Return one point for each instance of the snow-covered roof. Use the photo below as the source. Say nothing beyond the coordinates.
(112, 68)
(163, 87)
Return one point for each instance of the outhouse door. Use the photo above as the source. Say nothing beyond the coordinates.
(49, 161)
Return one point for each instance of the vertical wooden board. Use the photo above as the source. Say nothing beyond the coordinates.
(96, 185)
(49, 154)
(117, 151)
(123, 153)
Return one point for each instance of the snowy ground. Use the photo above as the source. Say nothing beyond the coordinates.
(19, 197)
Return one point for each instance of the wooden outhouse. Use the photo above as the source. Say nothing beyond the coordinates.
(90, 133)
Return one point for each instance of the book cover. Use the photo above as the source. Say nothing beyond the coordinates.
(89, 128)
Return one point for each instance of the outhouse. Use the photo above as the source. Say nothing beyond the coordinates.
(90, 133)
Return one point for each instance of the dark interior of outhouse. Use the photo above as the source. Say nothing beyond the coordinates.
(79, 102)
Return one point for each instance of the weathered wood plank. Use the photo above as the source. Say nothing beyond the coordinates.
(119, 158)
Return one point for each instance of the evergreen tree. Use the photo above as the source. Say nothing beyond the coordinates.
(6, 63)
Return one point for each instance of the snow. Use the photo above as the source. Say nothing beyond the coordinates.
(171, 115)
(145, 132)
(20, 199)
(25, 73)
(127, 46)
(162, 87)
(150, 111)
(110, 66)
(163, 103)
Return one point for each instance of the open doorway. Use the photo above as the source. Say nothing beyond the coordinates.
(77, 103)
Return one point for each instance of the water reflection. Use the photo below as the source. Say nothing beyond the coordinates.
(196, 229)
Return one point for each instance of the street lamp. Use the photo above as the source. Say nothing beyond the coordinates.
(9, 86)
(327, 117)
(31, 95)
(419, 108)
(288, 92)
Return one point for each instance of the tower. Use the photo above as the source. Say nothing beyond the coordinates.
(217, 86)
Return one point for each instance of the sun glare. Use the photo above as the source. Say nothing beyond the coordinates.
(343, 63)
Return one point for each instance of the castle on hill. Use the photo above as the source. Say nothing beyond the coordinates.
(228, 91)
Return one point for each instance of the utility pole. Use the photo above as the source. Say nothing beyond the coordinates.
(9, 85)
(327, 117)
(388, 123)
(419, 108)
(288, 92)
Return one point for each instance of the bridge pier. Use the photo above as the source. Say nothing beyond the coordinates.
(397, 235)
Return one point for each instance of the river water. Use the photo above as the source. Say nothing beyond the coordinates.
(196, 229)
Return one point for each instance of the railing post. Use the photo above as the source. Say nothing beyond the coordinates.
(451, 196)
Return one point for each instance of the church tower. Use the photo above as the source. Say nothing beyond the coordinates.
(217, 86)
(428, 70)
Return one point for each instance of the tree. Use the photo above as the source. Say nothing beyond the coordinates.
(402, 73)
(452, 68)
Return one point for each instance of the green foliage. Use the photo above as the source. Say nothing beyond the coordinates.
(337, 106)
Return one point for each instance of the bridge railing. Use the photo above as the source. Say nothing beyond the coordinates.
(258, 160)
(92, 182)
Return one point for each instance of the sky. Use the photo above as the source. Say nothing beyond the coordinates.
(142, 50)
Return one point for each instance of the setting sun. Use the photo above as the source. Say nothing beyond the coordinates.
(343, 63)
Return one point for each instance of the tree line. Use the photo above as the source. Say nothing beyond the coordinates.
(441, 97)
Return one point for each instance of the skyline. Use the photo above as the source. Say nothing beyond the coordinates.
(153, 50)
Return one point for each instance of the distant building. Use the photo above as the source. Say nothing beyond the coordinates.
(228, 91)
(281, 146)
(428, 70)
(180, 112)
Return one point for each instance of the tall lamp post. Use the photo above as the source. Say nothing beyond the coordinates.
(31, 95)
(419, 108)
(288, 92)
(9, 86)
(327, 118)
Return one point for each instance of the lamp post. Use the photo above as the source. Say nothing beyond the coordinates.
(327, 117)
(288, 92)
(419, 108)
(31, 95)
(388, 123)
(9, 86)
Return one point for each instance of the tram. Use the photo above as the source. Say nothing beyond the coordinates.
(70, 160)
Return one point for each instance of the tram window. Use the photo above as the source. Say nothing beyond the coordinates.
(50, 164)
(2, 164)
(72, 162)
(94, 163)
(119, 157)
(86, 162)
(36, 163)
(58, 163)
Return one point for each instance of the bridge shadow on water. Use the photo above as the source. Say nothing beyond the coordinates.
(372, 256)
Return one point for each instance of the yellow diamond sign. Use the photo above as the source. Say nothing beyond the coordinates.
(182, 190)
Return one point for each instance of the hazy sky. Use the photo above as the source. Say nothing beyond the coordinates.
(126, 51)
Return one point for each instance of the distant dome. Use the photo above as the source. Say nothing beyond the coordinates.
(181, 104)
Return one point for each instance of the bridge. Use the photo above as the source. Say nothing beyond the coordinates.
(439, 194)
================
=== What is needed ===
A verbatim copy of the records above should be returned.

=== Result ===
Return one point for each instance of the snow-covered roof. Use the photo below as the source. Say nothing beyond the coordinates.
(112, 68)
(163, 87)
Return one point for each instance of the outhouse door. Use the photo above as the source. Say nothing beyond the coordinates.
(49, 161)
Return one point for each instance of the vertical wooden board. Use the photo above as the source. Say nothing beyond the coordinates.
(96, 185)
(49, 154)
(117, 151)
(123, 153)
Return one point for each instance of the snowy ground. Use the photo above as the source. Say nothing beyond the coordinates.
(19, 197)
Return one point for each instance of the wooden outhouse. Use the photo above as the source. Say nothing beyond the coordinates.
(90, 133)
Return one point for each instance of the book cover. Use the photo above as the source. Say nothing beyond the coordinates.
(89, 128)
Return one point for each instance of the outhouse. Use the photo above as the source. Say nothing beyond the coordinates.
(90, 133)
Return one point for each instance of the dark interior of outhouse. Use the photo above as the source. Say nothing beyond the coordinates.
(79, 102)
Return one point for each instance of the weathered wood plank. Use the photo above as the source. Say nothing beyond the coordinates.
(119, 158)
Return one point for each instance of the evergreen tree. Use the photo above as the source. Say nothing beyond the coordinates.
(6, 63)
Return one point for each instance of the snow. Use the photo above as the source. Say nothing beyond the coordinates.
(171, 115)
(145, 132)
(20, 199)
(25, 73)
(127, 46)
(162, 87)
(150, 111)
(110, 66)
(163, 103)
Return one point for each instance of the open doorway. Use the photo above as the source. Say nothing beyond the coordinates.
(77, 103)
Return one point for each instance of the water reflection. Use the photo below as the source. Say nothing beyond the coordinates.
(196, 229)
Return one point for each instance of the street lamp. Use the photo above as the source. Say nothing beyond the coordinates.
(9, 86)
(327, 117)
(31, 95)
(419, 108)
(288, 92)
Return one point for each instance of the tower. Use the photo above as the source. Say nothing beyond the coordinates.
(217, 86)
Return one point for each instance of the sun glare. Use the photo above as the source. Say nothing beyond the coordinates.
(343, 63)
Return one point for each instance of the castle on hill. Use the photo above as the source. Say nothing beyond the coordinates.
(228, 91)
Return one point for each instance of the utility pole. Use the photo above as the source. Say nothing beyond the coordinates.
(9, 85)
(327, 117)
(388, 123)
(419, 108)
(288, 92)
Return one point for each instance of the bridge pier. Use the photo above as the source. Say nothing beyond the coordinates.
(397, 235)
Return one point for each instance of the river water. Use the photo above as the source. Say nothing beyond the coordinates.
(196, 229)
Return one point for each instance of the railing post. Use the photo above as the source. Say nothing beyond the coordinates.
(451, 196)
Return one point for each instance of the church tower. Use the photo above as the source. Say nothing beyond the coordinates.
(217, 86)
(428, 70)
Return one point for each instance of the tree. Use the photo above as the source. Say nothing beyond the coordinates.
(402, 73)
(452, 68)
Return one point for each instance of the green foliage. Use the photo above as the source. Say nothing beyond the coordinates.
(337, 106)
Return one point for each instance of the bridge railing. Use the photo above as the source. Say nothing beyond the coordinates.
(258, 160)
(92, 182)
Return one point for each instance of the sky. Use the photo above as the source. Say nothing beyond the coordinates.
(142, 50)
Return one point for each instance of the setting sun. Use the photo above as the source. Say nothing beyond the coordinates.
(343, 63)
Return one point for each instance of the tree line. Use the photo above as the source. Say nothing beyond the coordinates.
(441, 97)
Return one point for each instance of the skyline. Use the photo above as the source. Say nothing beyond the coordinates.
(153, 50)
Return one point for each instance of the distant building. Use the photo above as the source. Say nothing beyond the coordinates.
(228, 91)
(281, 146)
(428, 70)
(180, 112)
Return one point for each instance of the tall lamp post. Use the photo above as the source. Say nothing beyond the coordinates.
(31, 95)
(419, 108)
(288, 92)
(9, 86)
(327, 118)
Return one point for each instance of the lamp post. Use the photo above as the source. Say nothing beyond the coordinates.
(327, 117)
(288, 92)
(419, 108)
(31, 95)
(388, 123)
(9, 86)
Return one point for each instance of the tram. Use the photo above as the source. Say nothing beyond the coordinates.
(70, 160)
Return one point for each instance of the tram window. Use the photo above as the source. Say nothing beyond the coordinates.
(50, 164)
(2, 164)
(72, 162)
(94, 163)
(119, 157)
(86, 162)
(36, 163)
(58, 163)
Return one point for each instance of the bridge shadow on water. Use the photo above as the source. Say nothing beyond the coordinates.
(372, 256)
Return one point for each instance of the yellow diamond sign. Use the photo above as the source. Say nothing beyond the coordinates.
(182, 190)
Return one point for each instance of the hazy sky. Use the photo above as the source. Say nothing beyond the coordinates.
(126, 51)
Return one point for each instance of the distant dome. Use the photo above as the source. Say nothing beyond the coordinates.
(181, 104)
Return one point for each instance of the bridge. Use the photo above as the source. Say nothing beyond the coordinates.
(439, 194)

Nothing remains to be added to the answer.